§ **PROVIDED ENTRIES**
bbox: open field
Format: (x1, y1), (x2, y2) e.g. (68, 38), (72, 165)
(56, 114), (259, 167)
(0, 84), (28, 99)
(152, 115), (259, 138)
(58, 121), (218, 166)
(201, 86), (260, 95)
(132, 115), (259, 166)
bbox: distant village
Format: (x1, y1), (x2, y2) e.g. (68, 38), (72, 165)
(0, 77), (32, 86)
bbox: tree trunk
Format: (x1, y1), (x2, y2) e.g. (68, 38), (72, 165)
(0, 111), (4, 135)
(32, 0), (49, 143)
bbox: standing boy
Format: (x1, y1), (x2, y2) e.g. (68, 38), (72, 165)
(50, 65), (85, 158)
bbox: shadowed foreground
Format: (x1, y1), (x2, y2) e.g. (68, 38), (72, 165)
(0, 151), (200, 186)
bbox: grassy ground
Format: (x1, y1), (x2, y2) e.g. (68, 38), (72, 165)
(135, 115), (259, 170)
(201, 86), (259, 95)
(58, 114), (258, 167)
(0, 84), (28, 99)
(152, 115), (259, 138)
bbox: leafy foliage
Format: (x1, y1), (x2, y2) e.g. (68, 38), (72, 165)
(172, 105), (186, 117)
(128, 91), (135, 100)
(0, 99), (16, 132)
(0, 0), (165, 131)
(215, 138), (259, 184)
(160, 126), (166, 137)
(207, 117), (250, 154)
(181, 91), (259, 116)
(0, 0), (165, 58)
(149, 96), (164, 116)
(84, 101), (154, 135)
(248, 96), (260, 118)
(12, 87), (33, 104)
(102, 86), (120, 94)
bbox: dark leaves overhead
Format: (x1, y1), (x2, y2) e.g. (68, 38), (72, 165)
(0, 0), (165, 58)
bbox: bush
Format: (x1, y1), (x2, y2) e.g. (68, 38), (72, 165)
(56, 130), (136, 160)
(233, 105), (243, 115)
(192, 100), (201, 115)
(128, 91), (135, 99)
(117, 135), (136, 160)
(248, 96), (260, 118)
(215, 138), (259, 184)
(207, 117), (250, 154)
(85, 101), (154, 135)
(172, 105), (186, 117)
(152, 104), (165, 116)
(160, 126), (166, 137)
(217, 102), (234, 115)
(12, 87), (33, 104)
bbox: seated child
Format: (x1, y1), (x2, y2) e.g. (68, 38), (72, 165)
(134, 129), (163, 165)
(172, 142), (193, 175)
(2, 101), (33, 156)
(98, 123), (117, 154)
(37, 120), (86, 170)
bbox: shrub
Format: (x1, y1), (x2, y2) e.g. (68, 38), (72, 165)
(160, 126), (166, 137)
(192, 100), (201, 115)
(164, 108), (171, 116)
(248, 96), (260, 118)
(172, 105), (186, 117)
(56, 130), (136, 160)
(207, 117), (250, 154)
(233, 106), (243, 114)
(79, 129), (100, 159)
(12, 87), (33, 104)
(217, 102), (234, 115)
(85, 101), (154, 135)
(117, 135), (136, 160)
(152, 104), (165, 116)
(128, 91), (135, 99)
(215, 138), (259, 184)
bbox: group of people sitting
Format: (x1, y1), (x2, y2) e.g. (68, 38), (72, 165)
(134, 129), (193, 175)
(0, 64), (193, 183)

§ **YOUR INSTRUCTIONS**
Restate each line above word for word.

§ **WRITTEN REPLY**
bbox: open field
Format: (x1, y1), (x2, y2) e.g. (68, 38), (72, 165)
(56, 114), (259, 167)
(0, 84), (28, 99)
(152, 115), (259, 138)
(58, 121), (218, 166)
(201, 86), (260, 95)
(132, 115), (259, 166)
bbox: distant village
Format: (x1, y1), (x2, y2) e.g. (68, 38), (72, 165)
(0, 77), (32, 86)
bbox: tree trunk
Format: (x1, y1), (x2, y2) e.g. (68, 38), (72, 165)
(0, 111), (4, 135)
(32, 0), (49, 143)
bbox: standing boy
Format: (x1, y1), (x2, y2) e.g. (68, 38), (72, 165)
(50, 65), (85, 158)
bbox: shadowed foreground
Format: (x1, y1), (x2, y2) e.g. (68, 38), (72, 165)
(0, 151), (200, 186)
bbox: grassy ground
Format: (x1, y1), (x2, y2) e.g. (68, 38), (72, 165)
(135, 115), (259, 170)
(201, 86), (259, 95)
(58, 114), (258, 167)
(0, 84), (28, 99)
(152, 115), (259, 138)
bbox: leafy foliage
Format: (x1, y1), (x2, y2) e.g. (68, 38), (72, 165)
(172, 105), (186, 117)
(128, 91), (135, 100)
(0, 99), (16, 132)
(0, 0), (165, 131)
(215, 138), (259, 184)
(160, 126), (166, 137)
(207, 117), (250, 154)
(181, 91), (259, 116)
(0, 0), (165, 58)
(149, 96), (164, 116)
(84, 101), (154, 135)
(248, 96), (260, 118)
(12, 87), (33, 104)
(102, 86), (120, 94)
bbox: dark leaves overhead
Format: (x1, y1), (x2, y2) e.g. (68, 38), (72, 165)
(0, 0), (165, 58)
bbox: bush
Format: (x1, y1), (x2, y2) e.g. (68, 38), (72, 165)
(56, 130), (136, 160)
(233, 105), (243, 115)
(192, 100), (201, 115)
(128, 91), (135, 99)
(117, 135), (136, 160)
(248, 96), (260, 118)
(215, 138), (259, 184)
(207, 117), (250, 154)
(85, 101), (154, 135)
(172, 105), (186, 117)
(152, 104), (165, 116)
(160, 126), (166, 137)
(217, 102), (234, 115)
(12, 87), (33, 104)
bbox: seated child
Format: (x1, y1), (x2, y2) e.g. (68, 38), (72, 165)
(134, 129), (163, 165)
(172, 142), (193, 175)
(2, 101), (33, 156)
(98, 123), (117, 154)
(37, 120), (86, 170)
bbox: shrub
Format: (x1, y1), (x2, y2) e.g. (68, 38), (72, 165)
(160, 126), (166, 137)
(192, 100), (201, 115)
(164, 108), (171, 116)
(248, 96), (260, 118)
(172, 105), (186, 117)
(56, 130), (136, 160)
(207, 117), (250, 154)
(233, 106), (243, 114)
(79, 129), (100, 159)
(12, 87), (33, 104)
(217, 102), (234, 115)
(85, 101), (154, 135)
(117, 135), (136, 160)
(152, 104), (165, 116)
(128, 91), (135, 99)
(215, 138), (259, 184)
bbox: group of people sitting
Format: (x1, y1), (x2, y2) e.g. (68, 38), (72, 165)
(134, 129), (193, 175)
(0, 64), (193, 183)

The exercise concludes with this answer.